**YOUR INSTRUCTIONS:**
Collect every line from the entries below that contains the word "flower", and copy each one in full.

Location annotation dataset excerpts:
--------------------
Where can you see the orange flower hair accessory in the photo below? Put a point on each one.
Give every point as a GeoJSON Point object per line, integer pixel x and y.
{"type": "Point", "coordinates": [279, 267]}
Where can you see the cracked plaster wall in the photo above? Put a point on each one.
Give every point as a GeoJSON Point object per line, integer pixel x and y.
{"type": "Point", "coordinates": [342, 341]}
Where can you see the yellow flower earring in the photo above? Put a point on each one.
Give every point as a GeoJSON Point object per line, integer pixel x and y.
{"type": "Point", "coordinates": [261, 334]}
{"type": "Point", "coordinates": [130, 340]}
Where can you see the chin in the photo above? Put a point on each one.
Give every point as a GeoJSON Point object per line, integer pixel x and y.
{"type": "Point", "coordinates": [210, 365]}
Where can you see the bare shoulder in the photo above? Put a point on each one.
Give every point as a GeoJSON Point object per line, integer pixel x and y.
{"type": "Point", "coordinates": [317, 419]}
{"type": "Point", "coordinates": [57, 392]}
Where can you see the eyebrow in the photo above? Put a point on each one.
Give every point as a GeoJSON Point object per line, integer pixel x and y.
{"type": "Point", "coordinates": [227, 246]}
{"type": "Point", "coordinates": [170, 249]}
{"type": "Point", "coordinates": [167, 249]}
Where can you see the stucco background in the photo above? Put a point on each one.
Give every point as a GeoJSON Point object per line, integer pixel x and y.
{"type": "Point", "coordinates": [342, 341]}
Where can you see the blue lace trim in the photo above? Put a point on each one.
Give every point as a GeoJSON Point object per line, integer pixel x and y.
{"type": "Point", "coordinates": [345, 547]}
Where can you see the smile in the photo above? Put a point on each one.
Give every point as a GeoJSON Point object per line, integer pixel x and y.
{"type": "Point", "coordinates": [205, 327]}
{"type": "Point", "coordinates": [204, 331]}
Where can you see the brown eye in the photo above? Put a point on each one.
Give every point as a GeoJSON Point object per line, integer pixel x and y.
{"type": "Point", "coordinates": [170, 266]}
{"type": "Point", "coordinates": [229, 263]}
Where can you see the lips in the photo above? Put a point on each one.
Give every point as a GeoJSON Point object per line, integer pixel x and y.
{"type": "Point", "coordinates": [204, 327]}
--------------------
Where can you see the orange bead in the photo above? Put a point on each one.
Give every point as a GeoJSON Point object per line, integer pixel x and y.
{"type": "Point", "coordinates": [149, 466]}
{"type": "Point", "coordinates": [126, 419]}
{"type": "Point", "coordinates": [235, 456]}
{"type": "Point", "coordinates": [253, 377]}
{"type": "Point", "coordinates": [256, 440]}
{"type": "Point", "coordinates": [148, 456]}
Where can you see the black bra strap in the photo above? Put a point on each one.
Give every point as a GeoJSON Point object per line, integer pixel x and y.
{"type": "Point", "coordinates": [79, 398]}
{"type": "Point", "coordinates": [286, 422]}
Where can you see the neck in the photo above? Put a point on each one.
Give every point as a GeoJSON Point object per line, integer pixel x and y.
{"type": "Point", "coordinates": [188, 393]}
--------------------
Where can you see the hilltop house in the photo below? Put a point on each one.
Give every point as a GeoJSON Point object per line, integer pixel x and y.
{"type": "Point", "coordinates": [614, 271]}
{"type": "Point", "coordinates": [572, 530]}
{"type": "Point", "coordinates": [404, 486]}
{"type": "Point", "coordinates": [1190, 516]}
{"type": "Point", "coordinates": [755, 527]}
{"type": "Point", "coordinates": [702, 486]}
--------------------
**ANSWER TO THE EXERCISE:**
Where can you see the orange flower hair accessory in the photo below? Put a point on each one.
Where can you see the yellow flower earring in the photo above? Put a point on each one.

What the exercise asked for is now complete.